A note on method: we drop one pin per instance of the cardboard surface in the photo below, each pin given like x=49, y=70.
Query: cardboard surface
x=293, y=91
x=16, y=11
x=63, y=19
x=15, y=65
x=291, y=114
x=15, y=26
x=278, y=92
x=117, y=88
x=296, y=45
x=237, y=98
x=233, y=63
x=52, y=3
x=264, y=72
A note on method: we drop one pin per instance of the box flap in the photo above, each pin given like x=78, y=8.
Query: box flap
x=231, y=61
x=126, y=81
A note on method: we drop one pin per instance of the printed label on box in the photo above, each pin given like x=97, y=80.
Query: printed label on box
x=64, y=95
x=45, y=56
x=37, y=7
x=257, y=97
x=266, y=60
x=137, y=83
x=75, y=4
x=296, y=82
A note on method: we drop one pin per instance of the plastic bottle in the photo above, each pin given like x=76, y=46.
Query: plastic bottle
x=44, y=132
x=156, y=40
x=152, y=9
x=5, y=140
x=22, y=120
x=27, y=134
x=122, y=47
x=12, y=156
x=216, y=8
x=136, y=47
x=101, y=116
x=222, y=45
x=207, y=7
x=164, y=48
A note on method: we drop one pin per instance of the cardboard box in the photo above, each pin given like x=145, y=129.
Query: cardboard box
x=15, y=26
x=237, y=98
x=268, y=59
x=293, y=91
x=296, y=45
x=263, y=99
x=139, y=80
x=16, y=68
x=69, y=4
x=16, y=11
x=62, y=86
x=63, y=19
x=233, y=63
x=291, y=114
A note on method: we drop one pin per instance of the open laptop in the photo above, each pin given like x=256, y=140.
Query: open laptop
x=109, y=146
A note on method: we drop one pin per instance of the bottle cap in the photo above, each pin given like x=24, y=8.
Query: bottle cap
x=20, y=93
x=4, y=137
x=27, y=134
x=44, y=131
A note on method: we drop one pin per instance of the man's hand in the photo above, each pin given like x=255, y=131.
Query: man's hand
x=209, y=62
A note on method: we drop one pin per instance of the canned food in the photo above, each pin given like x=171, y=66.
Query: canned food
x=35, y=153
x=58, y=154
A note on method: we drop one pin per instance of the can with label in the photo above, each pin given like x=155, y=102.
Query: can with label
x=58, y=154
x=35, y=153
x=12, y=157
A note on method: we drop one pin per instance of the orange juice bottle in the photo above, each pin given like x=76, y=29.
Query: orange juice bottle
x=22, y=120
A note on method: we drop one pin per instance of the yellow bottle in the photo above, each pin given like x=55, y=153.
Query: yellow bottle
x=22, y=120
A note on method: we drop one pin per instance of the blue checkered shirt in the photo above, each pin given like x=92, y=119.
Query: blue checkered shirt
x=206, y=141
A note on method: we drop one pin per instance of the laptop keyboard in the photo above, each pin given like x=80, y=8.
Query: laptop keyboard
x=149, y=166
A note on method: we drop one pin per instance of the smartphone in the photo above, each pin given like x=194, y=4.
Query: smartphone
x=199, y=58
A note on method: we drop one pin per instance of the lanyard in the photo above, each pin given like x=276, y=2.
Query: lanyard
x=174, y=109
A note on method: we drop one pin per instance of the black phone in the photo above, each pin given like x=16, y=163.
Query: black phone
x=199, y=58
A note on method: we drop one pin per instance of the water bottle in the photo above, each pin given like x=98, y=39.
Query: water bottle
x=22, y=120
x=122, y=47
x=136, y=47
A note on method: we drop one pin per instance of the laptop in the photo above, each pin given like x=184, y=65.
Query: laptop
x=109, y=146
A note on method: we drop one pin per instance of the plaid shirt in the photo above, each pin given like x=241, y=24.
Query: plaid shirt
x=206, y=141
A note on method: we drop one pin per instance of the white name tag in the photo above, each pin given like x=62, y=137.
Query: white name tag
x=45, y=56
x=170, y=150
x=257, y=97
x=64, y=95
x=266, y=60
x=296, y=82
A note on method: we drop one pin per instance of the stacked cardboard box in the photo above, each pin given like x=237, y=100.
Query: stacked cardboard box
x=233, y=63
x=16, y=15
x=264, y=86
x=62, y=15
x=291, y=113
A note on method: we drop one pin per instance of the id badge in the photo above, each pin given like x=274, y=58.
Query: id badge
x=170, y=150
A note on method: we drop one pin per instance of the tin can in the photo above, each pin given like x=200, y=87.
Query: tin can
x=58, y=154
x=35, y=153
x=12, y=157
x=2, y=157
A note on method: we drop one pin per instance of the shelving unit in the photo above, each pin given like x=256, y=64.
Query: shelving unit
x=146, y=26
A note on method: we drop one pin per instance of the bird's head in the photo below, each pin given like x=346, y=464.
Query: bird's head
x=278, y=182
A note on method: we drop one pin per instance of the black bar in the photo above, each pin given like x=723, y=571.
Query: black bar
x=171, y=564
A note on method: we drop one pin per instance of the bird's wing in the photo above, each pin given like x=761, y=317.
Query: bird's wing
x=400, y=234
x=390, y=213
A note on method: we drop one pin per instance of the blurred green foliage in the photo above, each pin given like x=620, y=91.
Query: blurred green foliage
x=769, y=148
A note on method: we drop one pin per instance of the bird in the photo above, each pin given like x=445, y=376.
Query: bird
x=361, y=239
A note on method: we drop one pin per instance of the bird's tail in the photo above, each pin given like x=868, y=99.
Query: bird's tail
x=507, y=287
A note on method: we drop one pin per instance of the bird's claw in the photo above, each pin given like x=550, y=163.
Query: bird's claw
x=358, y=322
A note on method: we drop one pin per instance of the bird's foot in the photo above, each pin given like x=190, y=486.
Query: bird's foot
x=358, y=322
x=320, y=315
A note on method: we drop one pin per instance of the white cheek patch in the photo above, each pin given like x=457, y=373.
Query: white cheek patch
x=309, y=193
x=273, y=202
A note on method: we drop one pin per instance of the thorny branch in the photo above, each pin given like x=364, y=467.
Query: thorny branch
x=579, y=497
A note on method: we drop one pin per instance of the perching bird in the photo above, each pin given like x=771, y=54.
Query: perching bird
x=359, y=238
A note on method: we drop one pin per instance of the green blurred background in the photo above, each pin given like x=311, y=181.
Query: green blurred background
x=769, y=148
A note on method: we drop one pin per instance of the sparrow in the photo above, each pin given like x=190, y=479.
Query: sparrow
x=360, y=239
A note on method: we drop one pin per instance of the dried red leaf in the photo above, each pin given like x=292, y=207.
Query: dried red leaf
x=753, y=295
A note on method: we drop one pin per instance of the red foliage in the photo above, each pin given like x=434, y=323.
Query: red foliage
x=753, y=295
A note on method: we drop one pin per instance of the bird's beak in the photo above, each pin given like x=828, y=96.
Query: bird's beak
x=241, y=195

◇ ◇ ◇

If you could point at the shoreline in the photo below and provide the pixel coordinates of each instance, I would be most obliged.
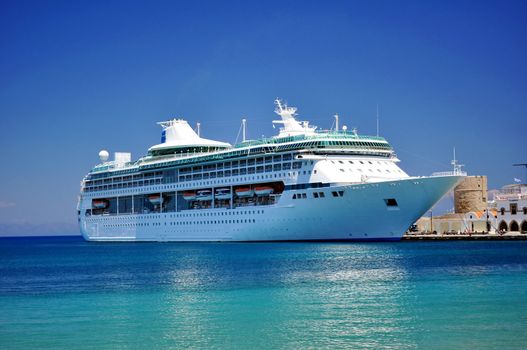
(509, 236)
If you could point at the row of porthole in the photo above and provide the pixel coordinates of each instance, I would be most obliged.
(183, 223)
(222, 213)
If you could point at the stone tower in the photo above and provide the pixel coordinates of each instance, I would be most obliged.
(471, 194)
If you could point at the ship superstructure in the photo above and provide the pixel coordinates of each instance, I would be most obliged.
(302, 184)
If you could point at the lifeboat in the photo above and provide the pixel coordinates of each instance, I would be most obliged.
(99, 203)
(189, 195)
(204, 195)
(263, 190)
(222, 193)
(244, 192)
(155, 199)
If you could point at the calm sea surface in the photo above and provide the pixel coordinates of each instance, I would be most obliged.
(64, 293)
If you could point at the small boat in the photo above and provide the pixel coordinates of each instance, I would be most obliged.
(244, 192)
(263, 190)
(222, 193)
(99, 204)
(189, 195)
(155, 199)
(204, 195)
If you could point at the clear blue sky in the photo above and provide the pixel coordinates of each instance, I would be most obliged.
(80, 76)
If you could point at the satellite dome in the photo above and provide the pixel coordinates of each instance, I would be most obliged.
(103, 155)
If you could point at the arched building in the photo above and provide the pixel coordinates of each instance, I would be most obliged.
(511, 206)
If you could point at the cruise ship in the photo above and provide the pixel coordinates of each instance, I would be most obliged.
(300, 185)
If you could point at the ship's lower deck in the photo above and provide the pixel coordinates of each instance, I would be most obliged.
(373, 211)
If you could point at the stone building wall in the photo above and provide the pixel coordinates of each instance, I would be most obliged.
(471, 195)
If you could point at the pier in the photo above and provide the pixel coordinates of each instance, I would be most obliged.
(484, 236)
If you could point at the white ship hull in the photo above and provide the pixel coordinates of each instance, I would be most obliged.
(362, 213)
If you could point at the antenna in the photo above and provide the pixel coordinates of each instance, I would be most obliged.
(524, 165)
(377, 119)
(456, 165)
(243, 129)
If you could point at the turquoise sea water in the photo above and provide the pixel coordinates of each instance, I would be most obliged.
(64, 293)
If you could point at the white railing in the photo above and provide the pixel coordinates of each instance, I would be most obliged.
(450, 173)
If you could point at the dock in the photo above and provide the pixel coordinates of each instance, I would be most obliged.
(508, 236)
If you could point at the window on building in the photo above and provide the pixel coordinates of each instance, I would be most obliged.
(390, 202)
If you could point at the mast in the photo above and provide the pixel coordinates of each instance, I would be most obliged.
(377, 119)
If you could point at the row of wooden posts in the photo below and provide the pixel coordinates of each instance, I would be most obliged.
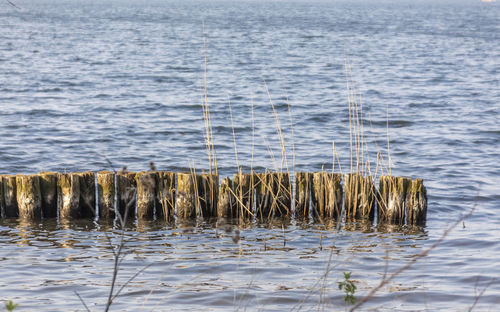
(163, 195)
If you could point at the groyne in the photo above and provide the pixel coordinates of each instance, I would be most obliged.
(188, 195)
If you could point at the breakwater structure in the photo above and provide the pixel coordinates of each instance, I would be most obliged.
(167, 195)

◇ ◇ ◇

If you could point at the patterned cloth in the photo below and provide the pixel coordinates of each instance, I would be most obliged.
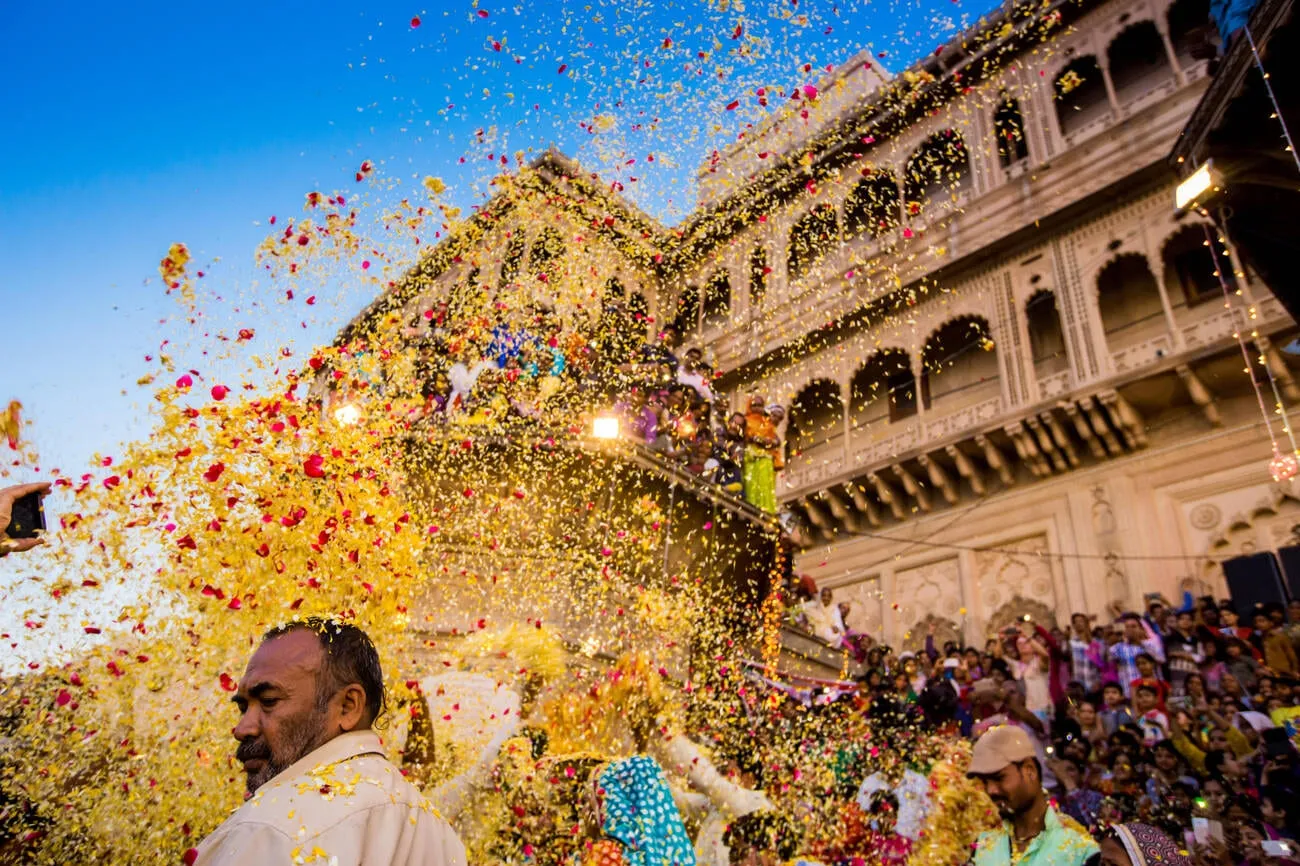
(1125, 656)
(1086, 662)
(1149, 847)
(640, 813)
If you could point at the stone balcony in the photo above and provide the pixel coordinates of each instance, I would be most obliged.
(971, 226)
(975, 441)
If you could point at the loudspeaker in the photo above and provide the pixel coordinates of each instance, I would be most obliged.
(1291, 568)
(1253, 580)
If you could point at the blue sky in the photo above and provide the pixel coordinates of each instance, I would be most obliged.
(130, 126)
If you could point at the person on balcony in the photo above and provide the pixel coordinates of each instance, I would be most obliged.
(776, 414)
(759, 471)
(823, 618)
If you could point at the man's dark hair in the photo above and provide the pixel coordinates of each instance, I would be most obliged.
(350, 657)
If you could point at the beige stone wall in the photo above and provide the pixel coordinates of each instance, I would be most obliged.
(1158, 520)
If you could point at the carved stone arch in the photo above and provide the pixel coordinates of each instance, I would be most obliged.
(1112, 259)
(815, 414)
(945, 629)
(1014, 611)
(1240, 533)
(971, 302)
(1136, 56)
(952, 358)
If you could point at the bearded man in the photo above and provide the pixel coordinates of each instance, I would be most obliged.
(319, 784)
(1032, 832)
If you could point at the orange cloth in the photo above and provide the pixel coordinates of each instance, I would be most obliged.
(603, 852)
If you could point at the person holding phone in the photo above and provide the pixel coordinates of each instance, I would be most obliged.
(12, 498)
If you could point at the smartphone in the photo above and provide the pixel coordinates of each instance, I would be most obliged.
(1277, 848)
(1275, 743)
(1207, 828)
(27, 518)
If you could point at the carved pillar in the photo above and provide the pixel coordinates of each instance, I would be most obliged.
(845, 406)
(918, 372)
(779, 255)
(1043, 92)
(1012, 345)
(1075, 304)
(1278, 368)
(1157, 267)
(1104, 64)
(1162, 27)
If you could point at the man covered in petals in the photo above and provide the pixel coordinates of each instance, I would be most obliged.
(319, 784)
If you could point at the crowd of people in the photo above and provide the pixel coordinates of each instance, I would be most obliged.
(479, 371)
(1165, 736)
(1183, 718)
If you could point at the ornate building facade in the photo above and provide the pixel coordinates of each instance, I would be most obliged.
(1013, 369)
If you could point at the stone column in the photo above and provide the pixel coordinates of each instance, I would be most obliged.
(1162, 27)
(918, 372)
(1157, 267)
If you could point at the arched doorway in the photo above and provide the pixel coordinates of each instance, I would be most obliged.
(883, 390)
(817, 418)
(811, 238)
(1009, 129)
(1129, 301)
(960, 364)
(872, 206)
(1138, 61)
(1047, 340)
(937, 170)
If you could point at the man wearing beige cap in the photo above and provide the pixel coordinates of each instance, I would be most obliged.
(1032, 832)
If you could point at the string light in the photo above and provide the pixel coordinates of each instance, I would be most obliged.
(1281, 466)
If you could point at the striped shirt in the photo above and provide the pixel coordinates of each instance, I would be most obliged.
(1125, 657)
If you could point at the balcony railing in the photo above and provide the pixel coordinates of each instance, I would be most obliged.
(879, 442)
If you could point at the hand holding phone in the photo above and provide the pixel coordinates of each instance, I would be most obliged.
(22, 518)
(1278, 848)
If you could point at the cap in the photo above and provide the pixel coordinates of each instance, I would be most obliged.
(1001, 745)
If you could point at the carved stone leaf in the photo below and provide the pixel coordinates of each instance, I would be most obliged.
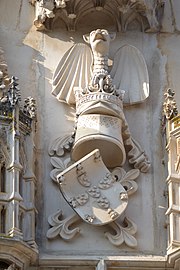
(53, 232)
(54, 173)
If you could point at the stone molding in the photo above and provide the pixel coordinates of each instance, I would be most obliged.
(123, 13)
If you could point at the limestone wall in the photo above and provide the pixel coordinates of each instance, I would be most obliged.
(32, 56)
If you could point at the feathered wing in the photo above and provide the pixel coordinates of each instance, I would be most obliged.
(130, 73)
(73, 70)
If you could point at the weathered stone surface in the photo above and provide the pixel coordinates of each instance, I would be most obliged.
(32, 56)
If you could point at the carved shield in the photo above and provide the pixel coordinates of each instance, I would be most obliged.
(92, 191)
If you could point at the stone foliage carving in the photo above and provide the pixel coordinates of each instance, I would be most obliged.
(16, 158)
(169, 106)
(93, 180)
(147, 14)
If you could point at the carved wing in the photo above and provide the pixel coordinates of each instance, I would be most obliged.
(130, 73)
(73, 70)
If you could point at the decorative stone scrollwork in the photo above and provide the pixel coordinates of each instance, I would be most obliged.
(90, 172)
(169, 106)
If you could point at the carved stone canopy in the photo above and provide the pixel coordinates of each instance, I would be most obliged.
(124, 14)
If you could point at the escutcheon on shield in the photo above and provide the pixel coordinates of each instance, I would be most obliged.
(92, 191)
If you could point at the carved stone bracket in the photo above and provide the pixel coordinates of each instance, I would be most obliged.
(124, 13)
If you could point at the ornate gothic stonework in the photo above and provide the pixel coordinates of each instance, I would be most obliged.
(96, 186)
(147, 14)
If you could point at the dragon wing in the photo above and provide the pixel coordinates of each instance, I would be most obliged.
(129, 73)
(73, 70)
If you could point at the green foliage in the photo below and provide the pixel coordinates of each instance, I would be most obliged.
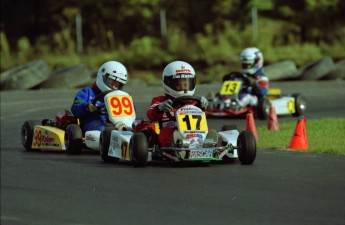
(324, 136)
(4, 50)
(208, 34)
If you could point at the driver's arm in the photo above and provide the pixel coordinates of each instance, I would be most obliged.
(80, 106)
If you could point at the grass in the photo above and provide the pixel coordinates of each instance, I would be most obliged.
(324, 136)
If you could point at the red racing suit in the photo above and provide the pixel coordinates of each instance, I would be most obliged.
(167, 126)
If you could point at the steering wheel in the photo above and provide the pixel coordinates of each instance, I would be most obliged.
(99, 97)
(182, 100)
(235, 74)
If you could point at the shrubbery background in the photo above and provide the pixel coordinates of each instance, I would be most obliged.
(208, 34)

◇ ◇ ◇

* [Instructions to follow]:
There is a run of lines above from the one with "like x=78, y=8." to the one with "like x=145, y=129."; print exactly that run, both ends included, and nothing else.

* [Solved problem]:
A note on method: we drop one pin per instance of the box flap in the photo above, each pin given like x=78, y=8.
Query: box flap
x=231, y=61
x=126, y=81
A note on method: we drop one pin per instance of the printed label on box in the photo above, each pin given like x=97, y=80.
Query: printed label on box
x=64, y=95
x=45, y=56
x=37, y=7
x=257, y=97
x=266, y=60
x=137, y=83
x=75, y=4
x=296, y=82
A note on method: we drop one pin per instance of the plastic bottle in the photo above, each pin given like x=76, y=46.
Query: plastic bottle
x=44, y=132
x=156, y=40
x=152, y=9
x=5, y=140
x=22, y=120
x=27, y=134
x=122, y=47
x=12, y=156
x=216, y=8
x=136, y=47
x=101, y=116
x=222, y=45
x=207, y=7
x=164, y=48
A note on method: we drop one pin per instance of the cardboard box in the photo above, each pin given like x=145, y=129.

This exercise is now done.